═════ DATA FOR THIS TASK

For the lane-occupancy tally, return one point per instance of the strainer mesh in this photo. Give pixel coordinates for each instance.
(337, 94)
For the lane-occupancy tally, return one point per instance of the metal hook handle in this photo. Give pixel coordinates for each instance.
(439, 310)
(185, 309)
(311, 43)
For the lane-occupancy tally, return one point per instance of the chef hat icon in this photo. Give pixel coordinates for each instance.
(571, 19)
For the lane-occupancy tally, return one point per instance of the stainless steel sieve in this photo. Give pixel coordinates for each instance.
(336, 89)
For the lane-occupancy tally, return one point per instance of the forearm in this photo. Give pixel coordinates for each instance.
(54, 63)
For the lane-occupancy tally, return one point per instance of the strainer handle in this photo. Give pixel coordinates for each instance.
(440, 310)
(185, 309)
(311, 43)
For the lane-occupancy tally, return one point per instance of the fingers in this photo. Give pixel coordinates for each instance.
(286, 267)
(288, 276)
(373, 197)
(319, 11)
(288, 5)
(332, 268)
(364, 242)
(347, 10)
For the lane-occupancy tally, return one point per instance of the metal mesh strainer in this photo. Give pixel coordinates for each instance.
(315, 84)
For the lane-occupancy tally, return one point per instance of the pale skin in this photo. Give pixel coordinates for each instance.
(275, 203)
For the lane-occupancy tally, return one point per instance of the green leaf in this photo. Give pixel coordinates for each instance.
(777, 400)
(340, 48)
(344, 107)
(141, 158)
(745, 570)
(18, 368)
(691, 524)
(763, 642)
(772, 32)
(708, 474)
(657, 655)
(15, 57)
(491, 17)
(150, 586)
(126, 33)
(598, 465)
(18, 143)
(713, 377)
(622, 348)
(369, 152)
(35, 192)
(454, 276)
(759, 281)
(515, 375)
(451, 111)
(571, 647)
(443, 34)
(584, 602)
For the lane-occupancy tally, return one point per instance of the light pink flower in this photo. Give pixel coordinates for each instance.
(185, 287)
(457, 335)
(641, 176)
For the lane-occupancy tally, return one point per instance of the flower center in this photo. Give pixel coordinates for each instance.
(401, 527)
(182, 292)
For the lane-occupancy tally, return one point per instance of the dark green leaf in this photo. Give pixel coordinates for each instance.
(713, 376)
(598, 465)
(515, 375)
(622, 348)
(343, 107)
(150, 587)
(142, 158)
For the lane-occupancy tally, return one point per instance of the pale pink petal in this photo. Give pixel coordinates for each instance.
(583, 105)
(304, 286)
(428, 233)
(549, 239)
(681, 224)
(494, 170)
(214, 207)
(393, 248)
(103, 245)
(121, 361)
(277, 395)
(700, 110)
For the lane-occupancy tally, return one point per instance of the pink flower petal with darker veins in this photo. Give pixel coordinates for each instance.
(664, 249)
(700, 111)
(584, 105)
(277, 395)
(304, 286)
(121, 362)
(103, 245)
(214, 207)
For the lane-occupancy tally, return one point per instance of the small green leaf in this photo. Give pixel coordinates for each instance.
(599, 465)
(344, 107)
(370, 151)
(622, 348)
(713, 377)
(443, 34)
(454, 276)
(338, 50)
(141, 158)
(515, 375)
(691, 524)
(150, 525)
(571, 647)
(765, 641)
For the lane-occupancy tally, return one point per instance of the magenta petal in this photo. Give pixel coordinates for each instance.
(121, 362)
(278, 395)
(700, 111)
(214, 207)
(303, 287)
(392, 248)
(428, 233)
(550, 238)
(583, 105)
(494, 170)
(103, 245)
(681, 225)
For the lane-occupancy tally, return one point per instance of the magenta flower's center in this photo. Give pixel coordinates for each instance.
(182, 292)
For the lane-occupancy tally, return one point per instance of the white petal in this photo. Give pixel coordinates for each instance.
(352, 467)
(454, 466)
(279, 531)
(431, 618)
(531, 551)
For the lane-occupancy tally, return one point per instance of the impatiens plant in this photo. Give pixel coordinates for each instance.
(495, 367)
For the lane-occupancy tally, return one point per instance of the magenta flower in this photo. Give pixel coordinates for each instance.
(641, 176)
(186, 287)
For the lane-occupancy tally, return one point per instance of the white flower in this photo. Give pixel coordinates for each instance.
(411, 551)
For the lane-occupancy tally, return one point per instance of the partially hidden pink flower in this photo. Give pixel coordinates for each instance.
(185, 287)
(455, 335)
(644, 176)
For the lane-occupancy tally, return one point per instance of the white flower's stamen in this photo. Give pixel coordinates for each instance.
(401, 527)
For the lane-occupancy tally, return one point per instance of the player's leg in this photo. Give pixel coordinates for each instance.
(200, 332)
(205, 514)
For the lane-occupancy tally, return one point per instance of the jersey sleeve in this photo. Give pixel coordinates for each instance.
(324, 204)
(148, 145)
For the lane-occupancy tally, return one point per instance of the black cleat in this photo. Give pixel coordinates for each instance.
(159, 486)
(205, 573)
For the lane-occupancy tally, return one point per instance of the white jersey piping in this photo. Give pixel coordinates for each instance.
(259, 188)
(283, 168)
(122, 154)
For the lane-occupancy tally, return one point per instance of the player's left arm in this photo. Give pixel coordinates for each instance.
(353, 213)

══════════

WORK INSTRUCTIONS:
Please render every line of the listing above as a JSON list of strings, one string per line, and leave out blank lines.

RESPONSE TO THE TASK:
[
  "For the lane-occupancy tally, return one point per instance of the strainer mesh in this photo. Give pixel coordinates for each instance.",
  "(337, 94)",
  "For the lane-occupancy tally, return one point per instance of the metal hook handle in this photo. Give pixel coordinates for each instance.",
  "(439, 310)",
  "(185, 309)",
  "(311, 43)",
  "For the lane-occupancy tally, return one point per instance of the chef hat icon in this photo. Give pixel coordinates for each instance.",
  "(571, 19)",
  "For the lane-occupancy tally, return one point per instance of the stainless steel sieve in this photo. Give pixel coordinates for each instance.",
  "(336, 89)",
  "For the lane-occupancy tally, return one point per instance of the forearm in this photo. Give pixel coordinates for each instance.",
  "(54, 63)",
  "For the lane-occupancy tally, return one point per instance of the strainer handle in this photo. Give pixel coordinates for each instance.",
  "(440, 310)",
  "(185, 309)",
  "(311, 43)",
  "For the lane-occupancy tally, return one point per instance of the fingers in this photo. Give pixel coordinates for each instance.",
  "(286, 267)",
  "(288, 276)",
  "(373, 197)",
  "(319, 11)",
  "(288, 5)",
  "(332, 268)",
  "(364, 242)",
  "(347, 10)",
  "For the lane-occupancy tally, return one point per instance of the metal mesh strainer in this photo. Give pixel coordinates for each instance.",
  "(315, 84)",
  "For the lane-occupancy tally, return one point per instance of the pale skin in this photo. Give pixel coordinates for each instance.",
  "(275, 203)",
  "For the lane-occupancy tally, return one point per instance of the green leaf in this photo. Give pixel coordinates for each instance.",
  "(777, 400)",
  "(340, 48)",
  "(344, 107)",
  "(141, 158)",
  "(745, 570)",
  "(18, 368)",
  "(691, 524)",
  "(763, 642)",
  "(772, 32)",
  "(708, 474)",
  "(657, 655)",
  "(15, 57)",
  "(491, 17)",
  "(150, 586)",
  "(126, 33)",
  "(598, 465)",
  "(18, 143)",
  "(713, 377)",
  "(622, 348)",
  "(369, 152)",
  "(35, 192)",
  "(454, 276)",
  "(759, 281)",
  "(515, 375)",
  "(451, 111)",
  "(571, 647)",
  "(443, 34)",
  "(584, 602)",
  "For the lane-occupancy tally, return one point per instance of the light pink flower in this photo. Give pixel coordinates for each instance.",
  "(185, 287)",
  "(457, 335)",
  "(641, 176)",
  "For the lane-occupancy tally, return one point per instance of the flower center in this photo. Give pixel coordinates for each instance.",
  "(401, 527)",
  "(182, 292)",
  "For the lane-occupancy tally, return one point per instance of the dark green leaf in this photo. Give pixel coordinates for each instance.",
  "(713, 376)",
  "(598, 465)",
  "(515, 375)",
  "(622, 348)",
  "(343, 107)",
  "(150, 587)",
  "(142, 158)",
  "For the lane-occupancy tally, return one point per instance of the pale pink petal in this photo. Give pixel coordinates for each instance.",
  "(583, 105)",
  "(304, 286)",
  "(428, 233)",
  "(549, 239)",
  "(681, 224)",
  "(494, 170)",
  "(214, 207)",
  "(393, 248)",
  "(103, 245)",
  "(121, 361)",
  "(277, 395)",
  "(700, 110)",
  "For the lane-occupancy tally, return one point per instance of the pink flower petal with darker veins in this photo. Give pixel coordinates for each instance.",
  "(664, 249)",
  "(700, 111)",
  "(584, 105)",
  "(277, 395)",
  "(304, 286)",
  "(121, 362)",
  "(103, 245)",
  "(214, 207)",
  "For the lane-occupancy tally, return one point per instance of the small green leaf in this photo. Give pixel coordinates for each instance.",
  "(599, 465)",
  "(344, 107)",
  "(370, 151)",
  "(622, 348)",
  "(713, 377)",
  "(443, 34)",
  "(454, 276)",
  "(338, 50)",
  "(141, 158)",
  "(515, 375)",
  "(691, 524)",
  "(150, 525)",
  "(571, 647)",
  "(765, 641)",
  "For the lane-occupancy tally, return one point per instance of the magenta petal in this photo. Give pixel coordinates for each instance.",
  "(121, 362)",
  "(278, 395)",
  "(700, 111)",
  "(214, 207)",
  "(303, 287)",
  "(392, 248)",
  "(428, 233)",
  "(550, 238)",
  "(583, 105)",
  "(494, 170)",
  "(103, 245)",
  "(681, 225)",
  "For the lane-occupancy tally, return one point per instance of the magenta flower's center in this photo. Give pixel coordinates for each instance.",
  "(182, 292)",
  "For the lane-occupancy tally, return one point per instance of the white petal in this photo. Give pixel coordinates for each instance.",
  "(352, 467)",
  "(454, 466)",
  "(279, 531)",
  "(431, 618)",
  "(531, 551)",
  "For the lane-occupancy tally, return one point per instance of the impatiens plant in this photo. Give pixel coordinates for each instance.",
  "(495, 367)",
  "For the lane-occupancy tally, return one point per instance of the magenta flower in this photo. Give pixel coordinates for each instance.",
  "(641, 176)",
  "(186, 287)",
  "For the lane-occupancy tally, return one point per instance of the white flower in this photo. Give pixel coordinates for each instance.",
  "(411, 551)",
  "For the lane-occupancy tally, return one point per instance of the partially hidden pink flower in this photo. Give pixel coordinates for each instance.",
  "(185, 287)",
  "(455, 335)",
  "(644, 176)",
  "For the lane-occupancy tally, return one point per instance of the white flower's stamen in this photo. Give pixel coordinates for each instance.",
  "(401, 527)",
  "For the lane-occupancy tally, return one point per instance of the player's leg in this photo. Give pixel coordinates for each instance.",
  "(200, 332)",
  "(205, 514)",
  "For the lane-occupancy tally, return one point per instance of the jersey sleeve in this photo. Give pixel coordinates for each instance.",
  "(324, 204)",
  "(148, 145)",
  "For the lane-occupancy tally, return one point per instance of the black cleat in this photo. Give pixel coordinates for each instance.",
  "(159, 486)",
  "(205, 573)",
  "For the lane-occupancy tally, return one point per instance of the white jersey piping in this photo. Give pixel coordinates for each instance.",
  "(259, 188)",
  "(283, 168)",
  "(122, 154)",
  "For the lane-occupancy tally, return one point per instance of the player's left arm in this photo. Give pixel coordinates for each instance.",
  "(353, 213)"
]